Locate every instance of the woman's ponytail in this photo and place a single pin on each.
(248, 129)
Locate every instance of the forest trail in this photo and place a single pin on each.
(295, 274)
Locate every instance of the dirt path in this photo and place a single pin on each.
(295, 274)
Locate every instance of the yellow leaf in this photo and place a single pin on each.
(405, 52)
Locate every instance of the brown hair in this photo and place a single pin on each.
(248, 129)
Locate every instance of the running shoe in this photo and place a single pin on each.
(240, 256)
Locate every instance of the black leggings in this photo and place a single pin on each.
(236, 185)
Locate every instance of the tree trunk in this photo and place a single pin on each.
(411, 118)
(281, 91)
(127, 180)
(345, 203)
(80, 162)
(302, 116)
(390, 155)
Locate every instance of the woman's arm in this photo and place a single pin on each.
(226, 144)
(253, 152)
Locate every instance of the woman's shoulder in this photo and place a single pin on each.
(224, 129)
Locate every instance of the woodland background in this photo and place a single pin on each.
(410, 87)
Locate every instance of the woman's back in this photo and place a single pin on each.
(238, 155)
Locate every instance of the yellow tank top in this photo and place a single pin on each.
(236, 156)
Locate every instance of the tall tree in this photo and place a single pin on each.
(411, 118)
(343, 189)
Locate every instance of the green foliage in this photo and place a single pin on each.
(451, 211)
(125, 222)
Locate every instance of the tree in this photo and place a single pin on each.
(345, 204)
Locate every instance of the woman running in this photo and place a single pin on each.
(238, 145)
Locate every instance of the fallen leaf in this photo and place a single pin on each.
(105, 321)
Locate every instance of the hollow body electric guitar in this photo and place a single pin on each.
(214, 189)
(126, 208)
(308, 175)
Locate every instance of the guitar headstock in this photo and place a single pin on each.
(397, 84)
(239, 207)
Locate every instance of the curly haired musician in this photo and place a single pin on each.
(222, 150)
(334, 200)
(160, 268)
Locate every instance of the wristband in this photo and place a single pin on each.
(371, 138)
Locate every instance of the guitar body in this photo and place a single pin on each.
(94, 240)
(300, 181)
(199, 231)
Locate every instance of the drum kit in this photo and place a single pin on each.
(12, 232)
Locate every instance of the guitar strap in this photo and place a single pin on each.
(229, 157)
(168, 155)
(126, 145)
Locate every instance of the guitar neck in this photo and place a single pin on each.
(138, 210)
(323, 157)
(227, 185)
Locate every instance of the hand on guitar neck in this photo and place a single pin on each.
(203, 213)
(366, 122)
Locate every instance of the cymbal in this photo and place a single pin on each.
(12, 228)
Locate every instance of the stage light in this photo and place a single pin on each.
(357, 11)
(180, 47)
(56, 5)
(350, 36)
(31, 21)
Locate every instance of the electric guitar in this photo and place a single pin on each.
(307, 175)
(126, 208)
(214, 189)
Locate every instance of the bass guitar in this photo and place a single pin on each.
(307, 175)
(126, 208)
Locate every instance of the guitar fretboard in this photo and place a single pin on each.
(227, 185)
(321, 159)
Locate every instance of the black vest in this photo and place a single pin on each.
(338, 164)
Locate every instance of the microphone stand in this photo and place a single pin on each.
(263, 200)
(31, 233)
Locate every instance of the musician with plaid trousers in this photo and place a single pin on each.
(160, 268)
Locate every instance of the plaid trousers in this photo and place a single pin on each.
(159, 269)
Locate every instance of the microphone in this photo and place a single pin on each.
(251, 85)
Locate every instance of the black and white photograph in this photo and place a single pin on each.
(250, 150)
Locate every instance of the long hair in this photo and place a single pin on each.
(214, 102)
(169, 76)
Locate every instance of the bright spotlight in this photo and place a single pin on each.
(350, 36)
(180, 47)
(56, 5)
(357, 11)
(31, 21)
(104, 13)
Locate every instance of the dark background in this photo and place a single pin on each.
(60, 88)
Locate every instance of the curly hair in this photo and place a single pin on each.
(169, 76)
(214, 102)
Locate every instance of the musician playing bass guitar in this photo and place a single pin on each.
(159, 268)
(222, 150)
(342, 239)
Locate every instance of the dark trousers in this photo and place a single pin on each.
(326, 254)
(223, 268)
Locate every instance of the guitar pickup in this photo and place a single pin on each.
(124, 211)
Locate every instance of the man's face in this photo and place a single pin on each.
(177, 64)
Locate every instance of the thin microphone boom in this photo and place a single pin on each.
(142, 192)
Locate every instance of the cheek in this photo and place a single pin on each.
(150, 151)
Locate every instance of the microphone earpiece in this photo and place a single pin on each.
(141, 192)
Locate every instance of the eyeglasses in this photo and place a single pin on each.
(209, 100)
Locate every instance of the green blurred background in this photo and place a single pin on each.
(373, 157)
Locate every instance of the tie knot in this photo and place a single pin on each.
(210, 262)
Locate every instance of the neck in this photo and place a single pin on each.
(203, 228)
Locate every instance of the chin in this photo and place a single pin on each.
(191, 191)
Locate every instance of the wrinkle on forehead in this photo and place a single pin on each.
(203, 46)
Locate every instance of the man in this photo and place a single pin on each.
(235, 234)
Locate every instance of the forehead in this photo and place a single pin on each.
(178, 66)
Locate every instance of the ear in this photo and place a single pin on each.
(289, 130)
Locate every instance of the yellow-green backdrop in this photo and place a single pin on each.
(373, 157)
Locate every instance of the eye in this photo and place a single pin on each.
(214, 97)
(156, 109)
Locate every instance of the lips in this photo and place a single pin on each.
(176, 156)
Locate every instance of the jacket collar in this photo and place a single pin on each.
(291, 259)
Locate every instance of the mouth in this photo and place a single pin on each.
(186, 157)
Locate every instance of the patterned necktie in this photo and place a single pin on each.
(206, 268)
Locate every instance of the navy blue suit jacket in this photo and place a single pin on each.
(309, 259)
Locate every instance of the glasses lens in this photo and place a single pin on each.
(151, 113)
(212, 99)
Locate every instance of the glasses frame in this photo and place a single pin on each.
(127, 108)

· · · · ·

▶ [What you should do]: The records above should all be quoted exactly, please.

▶ [The solution]:
Locate every instance of the woman's ponytail in this photo and place a single pin on each.
(248, 129)
Locate every instance of the forest trail in this photo and place a single pin on each.
(295, 274)
Locate every instance of the dirt path in this photo and place a single pin on each.
(295, 274)
Locate every instance of the yellow leaf in this photo and place a single pin on each.
(405, 52)
Locate every instance of the brown hair in this photo and place a single pin on each.
(248, 129)
Locate every instance of the running shoe in this photo and place a single pin on each.
(240, 256)
Locate every instance of the black leggings in this photo and place a single pin on each.
(236, 185)
Locate every instance of the tree trunk in this photo and place a single pin on each.
(411, 118)
(281, 91)
(127, 180)
(345, 203)
(80, 162)
(302, 116)
(390, 155)
Locate every instance of the woman's arm in this photo and place a single pin on each.
(226, 144)
(253, 152)
Locate every instance of the woman's shoulder in this photo and place a single pin on each.
(224, 129)
Locate every instance of the woodland background in this photo and place a single pin on each.
(410, 87)
Locate every instance of the woman's back in this photo and place a single pin on each.
(238, 155)
Locate every instance of the yellow tank top in this photo and place a single pin on each.
(236, 156)
Locate every instance of the tall tree in this photo and place a single pin on each.
(411, 118)
(343, 189)
Locate every instance of the green foliage in this photo and place a single pin on each.
(451, 211)
(125, 222)
Locate every instance of the tree in this photo and place a single pin on each.
(345, 204)
Locate every instance of the woman running in this photo and place a single pin on each.
(238, 145)
Locate every instance of the fallen leaf in this photo and place a single pin on each.
(105, 321)
Locate every instance of the hollow body electric guitar in this photo and place a single pin on each.
(214, 189)
(126, 208)
(308, 175)
Locate every instance of the guitar headstock in this photo and place a single pin on each.
(397, 84)
(239, 207)
Locate every instance of the curly haired musician in this photo and place a single pin on each.
(222, 150)
(334, 200)
(160, 268)
Locate every instance of the wristband in this photo and place a single pin on each.
(371, 138)
Locate every instance of the guitar body in this photo and place a single pin on each.
(94, 240)
(300, 181)
(199, 231)
Locate every instance of the drum kit in this photo and place a single pin on each.
(12, 232)
Locate every instance of the guitar strap in this photo and place a single pin on each.
(229, 157)
(168, 155)
(126, 145)
Locate every instance of the guitar neck in this photo and place a single pin on each.
(138, 210)
(323, 157)
(227, 185)
Locate every instance of the hand on guitar neck in this photo and place a single pin on each.
(203, 213)
(366, 122)
Locate every instance of the cymbal in this photo and place a single pin on each.
(12, 228)
Locate every instance of the stage light in this photo and place a single pin on each.
(357, 11)
(180, 47)
(56, 5)
(350, 36)
(31, 21)
Locate every instance of the electric guitar in this photo and place a single pin on each.
(307, 175)
(126, 208)
(214, 189)
Locate every instance of the bass guitar in this photo and place a single pin on each.
(307, 175)
(126, 208)
Locate every instance of the guitar fretboard in this photo and place a single pin on each.
(227, 185)
(321, 159)
Locate every instance of the black vest in this photo and place a single pin on each.
(338, 164)
Locate every instance of the microphone stand in this photo and place a single pin on each.
(263, 200)
(31, 233)
Locate every instance of the musician with plaid trousers in this photo and place a single pin on each.
(160, 268)
Locate every instance of the plaid trousers in this photo and place a single pin on each.
(159, 269)
Locate every instance of the microphone in this photo and place a single pin on each.
(251, 85)
Locate every instance of the black and white photograph in this photo and place a single pin on each.
(250, 150)
Locate every instance of the long hair in this photo and place a single pin on each.
(214, 102)
(169, 76)
Locate every instance of the bright spotlight in this photo and place a single pin on each.
(350, 36)
(180, 47)
(56, 5)
(357, 11)
(31, 21)
(104, 13)
Locate every instance of the dark background in this photo and place a single pin on each.
(60, 88)
Locate every instance of the curly hair in this photo and place a single pin on each.
(169, 76)
(214, 102)
Locate every instance of the musician playing bass guitar in this photo and place a single pin on each.
(159, 268)
(222, 150)
(342, 239)
Locate every instance of the dark trousers in this photo and place a single pin on each.
(326, 254)
(223, 268)
Locate every instance of the guitar pickup in this photo and place a single pin on each.
(124, 211)
Locate every instance of the man's face in this photo and place a single pin on each.
(177, 64)
Locate every instance of the thin microphone boom in this photo and place a single pin on each.
(142, 192)
Locate every instance of the cheek in this photo and place a single pin on each.
(150, 151)
Locate every instance of the microphone earpiece in this photo and place a single pin on each.
(141, 192)
Locate every instance of the eyeglasses in this photo and place a single pin on each.
(209, 100)
Locate every instance of the green blurred background in this photo and place a single pin on each.
(373, 157)
Locate every instance of the tie knot in this photo and place a single pin on each.
(210, 262)
Locate every instance of the neck in this photo and place a single pin on each.
(203, 228)
Locate every instance of the chin in this photo and place a single pin on each.
(191, 191)
Locate every instance of the wrinkle on forehead in this photo and place a single pin on each.
(203, 46)
Locate every instance of the man in this photo and place a single pin on each.
(235, 234)
Locate every instance of the forehead in this photo and place a single pin on each.
(178, 66)
Locate every instance of the ear in this photo and place a single pin on each.
(289, 130)
Locate every instance of the yellow-green backdrop in this photo and place a single pin on each.
(373, 157)
Locate every instance of the eye in this photo and place a single pin on each.
(214, 97)
(156, 109)
Locate every instance of the lips in this photo and place a single pin on each.
(176, 156)
Locate every instance of the jacket collar in this photo and place a single pin on each.
(291, 259)
Locate every instance of the mouth in this photo and place a single pin on each.
(186, 157)
Locate every instance of the patterned necktie in this photo and place a single pin on each.
(206, 268)
Locate every instance of the navy blue suit jacket in this photo and place a single pin on each.
(309, 259)
Locate every instance of the glasses lens in this photo and place a single pin on each.
(151, 113)
(212, 99)
Locate every instance of the glasses frame in this photo and place a single pin on each.
(127, 108)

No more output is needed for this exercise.